Exercise details => Comb the records below for the string "query" and copy each line where it turns up.

=== Begin Enclosure ===

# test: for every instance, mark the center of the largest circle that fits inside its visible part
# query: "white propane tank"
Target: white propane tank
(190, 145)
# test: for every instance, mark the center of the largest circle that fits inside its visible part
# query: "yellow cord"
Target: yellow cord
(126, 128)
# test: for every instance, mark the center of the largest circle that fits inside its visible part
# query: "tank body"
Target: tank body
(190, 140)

=== End Enclosure ===
=== Begin Enclosure ===

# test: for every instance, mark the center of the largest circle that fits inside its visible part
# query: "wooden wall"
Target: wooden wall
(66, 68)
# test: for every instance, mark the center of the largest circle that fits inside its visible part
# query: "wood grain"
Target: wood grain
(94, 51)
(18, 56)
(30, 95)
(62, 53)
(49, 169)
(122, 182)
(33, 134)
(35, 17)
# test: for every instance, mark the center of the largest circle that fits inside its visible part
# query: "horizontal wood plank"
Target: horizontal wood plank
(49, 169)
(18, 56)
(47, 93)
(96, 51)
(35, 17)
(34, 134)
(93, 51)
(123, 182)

=== End Enclosure ===

Output of the task =>
# query: "white propane tank"
# query: "yellow cord"
# query: "tank body"
# query: "wooden wall"
# query: "wood grain"
# query: "horizontal wood plank"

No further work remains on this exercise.